Problem to work on:
Lay out everything from the line containing "# point at: orange juice" down to the line containing "x=965, y=507", both included, as a JSON list of strings with one string per line and blank lines left out.

[start The records]

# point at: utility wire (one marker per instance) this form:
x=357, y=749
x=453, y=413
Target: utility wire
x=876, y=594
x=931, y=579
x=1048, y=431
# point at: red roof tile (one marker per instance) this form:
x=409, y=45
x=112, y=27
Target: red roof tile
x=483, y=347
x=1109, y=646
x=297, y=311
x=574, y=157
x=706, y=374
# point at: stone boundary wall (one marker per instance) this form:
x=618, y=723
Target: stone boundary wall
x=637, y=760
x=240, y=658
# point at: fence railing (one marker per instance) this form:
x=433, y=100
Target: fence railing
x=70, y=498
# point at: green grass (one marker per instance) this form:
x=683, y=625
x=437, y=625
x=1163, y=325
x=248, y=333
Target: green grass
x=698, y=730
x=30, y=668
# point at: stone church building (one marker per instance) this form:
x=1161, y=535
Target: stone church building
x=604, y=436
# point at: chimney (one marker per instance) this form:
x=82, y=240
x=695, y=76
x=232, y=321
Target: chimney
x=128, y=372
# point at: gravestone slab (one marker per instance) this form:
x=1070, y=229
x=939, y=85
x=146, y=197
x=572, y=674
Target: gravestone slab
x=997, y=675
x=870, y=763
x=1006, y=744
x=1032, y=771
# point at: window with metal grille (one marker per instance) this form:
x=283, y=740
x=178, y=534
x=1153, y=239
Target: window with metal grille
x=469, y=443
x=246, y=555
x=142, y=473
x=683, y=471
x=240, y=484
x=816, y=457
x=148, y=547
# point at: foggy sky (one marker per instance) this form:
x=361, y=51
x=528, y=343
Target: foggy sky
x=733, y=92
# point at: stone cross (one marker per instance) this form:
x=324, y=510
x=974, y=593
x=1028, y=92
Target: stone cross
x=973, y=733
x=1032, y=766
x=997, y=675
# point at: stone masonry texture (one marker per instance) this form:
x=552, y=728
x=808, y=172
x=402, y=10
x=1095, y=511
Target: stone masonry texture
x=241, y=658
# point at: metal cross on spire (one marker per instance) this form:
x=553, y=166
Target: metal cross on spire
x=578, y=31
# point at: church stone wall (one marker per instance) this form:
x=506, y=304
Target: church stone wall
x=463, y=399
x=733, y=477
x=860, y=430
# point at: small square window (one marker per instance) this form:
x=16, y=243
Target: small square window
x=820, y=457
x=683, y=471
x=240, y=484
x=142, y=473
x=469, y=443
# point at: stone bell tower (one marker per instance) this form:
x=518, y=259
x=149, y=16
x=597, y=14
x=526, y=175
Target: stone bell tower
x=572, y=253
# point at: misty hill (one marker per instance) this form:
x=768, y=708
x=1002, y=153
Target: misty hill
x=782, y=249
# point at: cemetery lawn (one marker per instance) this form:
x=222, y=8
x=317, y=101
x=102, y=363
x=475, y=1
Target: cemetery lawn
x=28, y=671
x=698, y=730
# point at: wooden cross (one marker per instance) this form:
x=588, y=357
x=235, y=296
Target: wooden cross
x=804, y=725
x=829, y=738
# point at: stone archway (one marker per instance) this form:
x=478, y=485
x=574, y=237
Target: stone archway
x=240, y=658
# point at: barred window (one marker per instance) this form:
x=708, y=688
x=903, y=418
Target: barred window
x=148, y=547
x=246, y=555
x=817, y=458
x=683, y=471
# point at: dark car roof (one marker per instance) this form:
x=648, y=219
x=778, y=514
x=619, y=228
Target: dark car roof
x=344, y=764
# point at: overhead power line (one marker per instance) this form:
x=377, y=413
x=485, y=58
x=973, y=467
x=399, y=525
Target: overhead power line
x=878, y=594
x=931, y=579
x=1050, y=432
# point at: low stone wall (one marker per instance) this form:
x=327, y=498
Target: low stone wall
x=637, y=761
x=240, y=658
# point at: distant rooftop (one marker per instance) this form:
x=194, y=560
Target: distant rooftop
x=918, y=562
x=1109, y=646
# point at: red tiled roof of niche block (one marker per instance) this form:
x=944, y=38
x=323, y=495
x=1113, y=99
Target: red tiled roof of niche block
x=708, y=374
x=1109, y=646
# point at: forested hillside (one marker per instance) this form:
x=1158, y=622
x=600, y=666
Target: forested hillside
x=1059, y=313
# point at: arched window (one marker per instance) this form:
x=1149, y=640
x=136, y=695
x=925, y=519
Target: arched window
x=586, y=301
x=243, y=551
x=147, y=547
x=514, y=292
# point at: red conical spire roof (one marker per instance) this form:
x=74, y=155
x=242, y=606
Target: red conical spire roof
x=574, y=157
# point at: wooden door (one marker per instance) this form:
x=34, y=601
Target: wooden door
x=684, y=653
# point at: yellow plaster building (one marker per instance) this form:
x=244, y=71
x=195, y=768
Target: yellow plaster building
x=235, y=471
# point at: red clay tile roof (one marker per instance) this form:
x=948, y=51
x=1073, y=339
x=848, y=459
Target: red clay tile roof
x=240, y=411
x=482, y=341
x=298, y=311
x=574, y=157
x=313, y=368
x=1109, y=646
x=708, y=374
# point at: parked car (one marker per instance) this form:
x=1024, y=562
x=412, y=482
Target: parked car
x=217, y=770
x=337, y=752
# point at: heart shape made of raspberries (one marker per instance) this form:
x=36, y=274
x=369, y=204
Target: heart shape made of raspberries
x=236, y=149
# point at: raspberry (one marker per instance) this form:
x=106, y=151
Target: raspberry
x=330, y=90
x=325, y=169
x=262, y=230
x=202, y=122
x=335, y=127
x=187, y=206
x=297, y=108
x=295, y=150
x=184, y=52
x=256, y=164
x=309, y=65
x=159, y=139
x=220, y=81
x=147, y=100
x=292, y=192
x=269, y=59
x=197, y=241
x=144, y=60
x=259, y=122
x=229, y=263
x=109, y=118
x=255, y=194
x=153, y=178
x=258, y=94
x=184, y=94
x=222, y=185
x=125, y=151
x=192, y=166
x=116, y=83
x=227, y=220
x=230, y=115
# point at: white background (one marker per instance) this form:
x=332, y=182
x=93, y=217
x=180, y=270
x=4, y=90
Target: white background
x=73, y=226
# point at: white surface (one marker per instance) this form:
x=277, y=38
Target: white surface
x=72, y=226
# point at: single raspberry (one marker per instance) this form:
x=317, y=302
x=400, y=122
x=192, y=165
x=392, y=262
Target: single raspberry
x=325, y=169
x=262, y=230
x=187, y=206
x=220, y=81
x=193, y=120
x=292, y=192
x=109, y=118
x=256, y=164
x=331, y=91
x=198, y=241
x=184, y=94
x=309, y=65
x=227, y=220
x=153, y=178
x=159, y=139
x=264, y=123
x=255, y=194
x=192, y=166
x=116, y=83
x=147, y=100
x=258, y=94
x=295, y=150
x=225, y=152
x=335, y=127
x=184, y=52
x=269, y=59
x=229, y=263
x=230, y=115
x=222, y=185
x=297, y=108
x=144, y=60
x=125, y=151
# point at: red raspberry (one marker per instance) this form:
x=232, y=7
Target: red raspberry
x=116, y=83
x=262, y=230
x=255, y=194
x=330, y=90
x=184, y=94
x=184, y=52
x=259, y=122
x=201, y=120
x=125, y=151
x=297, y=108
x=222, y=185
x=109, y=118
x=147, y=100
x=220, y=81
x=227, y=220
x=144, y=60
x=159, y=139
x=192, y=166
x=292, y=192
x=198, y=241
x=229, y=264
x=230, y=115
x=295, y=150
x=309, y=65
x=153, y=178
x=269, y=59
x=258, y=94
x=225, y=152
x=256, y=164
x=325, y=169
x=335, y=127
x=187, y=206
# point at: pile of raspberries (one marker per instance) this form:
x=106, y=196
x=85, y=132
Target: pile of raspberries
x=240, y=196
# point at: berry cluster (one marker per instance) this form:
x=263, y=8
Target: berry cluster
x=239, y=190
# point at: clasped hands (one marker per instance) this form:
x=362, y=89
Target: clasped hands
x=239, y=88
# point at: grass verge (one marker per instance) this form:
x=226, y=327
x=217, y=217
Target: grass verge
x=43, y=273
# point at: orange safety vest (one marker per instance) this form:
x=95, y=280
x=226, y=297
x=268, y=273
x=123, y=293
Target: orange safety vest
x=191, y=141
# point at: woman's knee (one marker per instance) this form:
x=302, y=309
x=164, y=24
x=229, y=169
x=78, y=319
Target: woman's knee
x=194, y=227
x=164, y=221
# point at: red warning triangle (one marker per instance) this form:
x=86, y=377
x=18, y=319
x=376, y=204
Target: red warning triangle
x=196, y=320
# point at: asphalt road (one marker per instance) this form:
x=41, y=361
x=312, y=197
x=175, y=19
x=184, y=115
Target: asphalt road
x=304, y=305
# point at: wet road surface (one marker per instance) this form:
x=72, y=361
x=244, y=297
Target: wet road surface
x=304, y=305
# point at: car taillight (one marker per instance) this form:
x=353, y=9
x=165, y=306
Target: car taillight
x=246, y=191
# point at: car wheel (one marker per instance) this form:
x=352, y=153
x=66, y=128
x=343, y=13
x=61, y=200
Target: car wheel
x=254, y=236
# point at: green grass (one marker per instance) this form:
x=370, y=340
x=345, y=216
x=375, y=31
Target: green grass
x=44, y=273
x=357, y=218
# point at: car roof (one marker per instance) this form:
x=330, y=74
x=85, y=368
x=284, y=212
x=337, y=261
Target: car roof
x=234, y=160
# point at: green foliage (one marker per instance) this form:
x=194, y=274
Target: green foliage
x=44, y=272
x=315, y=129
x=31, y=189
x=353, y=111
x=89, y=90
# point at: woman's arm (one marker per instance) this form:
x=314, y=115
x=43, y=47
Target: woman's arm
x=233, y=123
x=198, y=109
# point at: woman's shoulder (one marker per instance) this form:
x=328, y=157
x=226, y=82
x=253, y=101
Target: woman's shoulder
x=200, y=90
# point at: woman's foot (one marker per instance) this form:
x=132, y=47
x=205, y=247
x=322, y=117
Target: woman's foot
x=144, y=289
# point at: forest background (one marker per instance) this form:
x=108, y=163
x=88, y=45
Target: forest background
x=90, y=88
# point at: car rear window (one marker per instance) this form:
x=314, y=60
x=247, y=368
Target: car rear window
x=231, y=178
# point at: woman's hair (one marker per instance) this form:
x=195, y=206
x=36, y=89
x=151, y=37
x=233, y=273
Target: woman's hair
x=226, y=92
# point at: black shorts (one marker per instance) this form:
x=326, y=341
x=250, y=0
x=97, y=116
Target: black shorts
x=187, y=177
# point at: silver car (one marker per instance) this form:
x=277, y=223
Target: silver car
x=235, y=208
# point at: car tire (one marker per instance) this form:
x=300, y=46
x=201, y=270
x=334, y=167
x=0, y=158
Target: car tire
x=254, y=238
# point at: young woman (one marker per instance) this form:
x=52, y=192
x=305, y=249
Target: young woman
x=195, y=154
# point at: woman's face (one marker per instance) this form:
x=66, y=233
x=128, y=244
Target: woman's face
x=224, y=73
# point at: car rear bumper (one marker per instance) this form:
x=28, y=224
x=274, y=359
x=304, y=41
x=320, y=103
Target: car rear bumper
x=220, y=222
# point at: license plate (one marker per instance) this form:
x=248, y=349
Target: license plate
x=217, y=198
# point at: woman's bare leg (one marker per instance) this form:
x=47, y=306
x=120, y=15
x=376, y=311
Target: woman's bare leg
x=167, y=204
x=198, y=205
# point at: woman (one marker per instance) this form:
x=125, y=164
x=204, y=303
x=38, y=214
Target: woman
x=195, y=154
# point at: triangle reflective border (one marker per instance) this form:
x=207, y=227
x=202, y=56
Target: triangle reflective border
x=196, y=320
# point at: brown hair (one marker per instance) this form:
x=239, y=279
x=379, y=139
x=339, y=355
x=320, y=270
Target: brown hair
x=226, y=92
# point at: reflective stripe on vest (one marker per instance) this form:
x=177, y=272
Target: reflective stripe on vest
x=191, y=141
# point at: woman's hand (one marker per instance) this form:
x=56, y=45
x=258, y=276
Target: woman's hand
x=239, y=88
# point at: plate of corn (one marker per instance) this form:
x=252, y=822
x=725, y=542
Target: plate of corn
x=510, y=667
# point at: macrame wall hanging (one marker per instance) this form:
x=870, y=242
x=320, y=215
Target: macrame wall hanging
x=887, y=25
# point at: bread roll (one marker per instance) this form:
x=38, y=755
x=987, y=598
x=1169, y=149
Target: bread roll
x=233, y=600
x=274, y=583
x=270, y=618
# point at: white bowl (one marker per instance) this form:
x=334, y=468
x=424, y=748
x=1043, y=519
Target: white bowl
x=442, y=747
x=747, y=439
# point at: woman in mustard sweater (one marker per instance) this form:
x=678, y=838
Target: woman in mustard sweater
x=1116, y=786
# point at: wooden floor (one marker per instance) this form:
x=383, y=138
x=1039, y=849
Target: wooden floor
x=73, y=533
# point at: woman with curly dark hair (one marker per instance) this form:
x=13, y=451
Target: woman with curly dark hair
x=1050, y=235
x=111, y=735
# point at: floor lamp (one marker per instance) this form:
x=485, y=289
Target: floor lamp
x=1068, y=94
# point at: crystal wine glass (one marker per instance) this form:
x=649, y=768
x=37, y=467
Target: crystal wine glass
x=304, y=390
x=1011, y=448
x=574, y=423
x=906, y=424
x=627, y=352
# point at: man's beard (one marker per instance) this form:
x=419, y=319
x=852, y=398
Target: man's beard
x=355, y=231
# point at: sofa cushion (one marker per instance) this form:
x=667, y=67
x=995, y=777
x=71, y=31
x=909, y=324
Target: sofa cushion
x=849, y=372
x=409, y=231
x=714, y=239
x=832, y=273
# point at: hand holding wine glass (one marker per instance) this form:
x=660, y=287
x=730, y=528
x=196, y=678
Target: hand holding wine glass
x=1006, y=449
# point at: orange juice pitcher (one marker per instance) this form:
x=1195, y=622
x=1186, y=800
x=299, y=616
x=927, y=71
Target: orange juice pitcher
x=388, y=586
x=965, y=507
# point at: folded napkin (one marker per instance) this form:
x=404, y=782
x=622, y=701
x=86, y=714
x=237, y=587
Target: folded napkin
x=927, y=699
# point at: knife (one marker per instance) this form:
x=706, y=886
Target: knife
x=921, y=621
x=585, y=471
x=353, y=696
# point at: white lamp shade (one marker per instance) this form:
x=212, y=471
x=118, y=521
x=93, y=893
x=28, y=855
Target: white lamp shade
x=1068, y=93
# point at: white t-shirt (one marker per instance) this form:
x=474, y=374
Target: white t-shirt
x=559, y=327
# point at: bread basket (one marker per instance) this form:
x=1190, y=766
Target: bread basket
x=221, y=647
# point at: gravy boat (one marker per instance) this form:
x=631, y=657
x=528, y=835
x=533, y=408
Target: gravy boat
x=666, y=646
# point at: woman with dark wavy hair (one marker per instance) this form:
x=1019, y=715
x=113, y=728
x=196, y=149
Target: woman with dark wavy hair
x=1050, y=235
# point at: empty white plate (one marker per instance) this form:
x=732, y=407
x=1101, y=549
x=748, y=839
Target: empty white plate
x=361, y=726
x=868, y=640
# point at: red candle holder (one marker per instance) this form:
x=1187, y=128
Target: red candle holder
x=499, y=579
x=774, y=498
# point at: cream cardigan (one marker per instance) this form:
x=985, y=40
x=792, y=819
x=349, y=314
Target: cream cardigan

[end The records]

Exercise answer:
[
  "# point at: orange juice pitcher (one marker per instance) this form:",
  "x=1195, y=622",
  "x=1186, y=800",
  "x=299, y=616",
  "x=927, y=71",
  "Target: orange juice pitcher",
  "x=388, y=586",
  "x=965, y=507"
]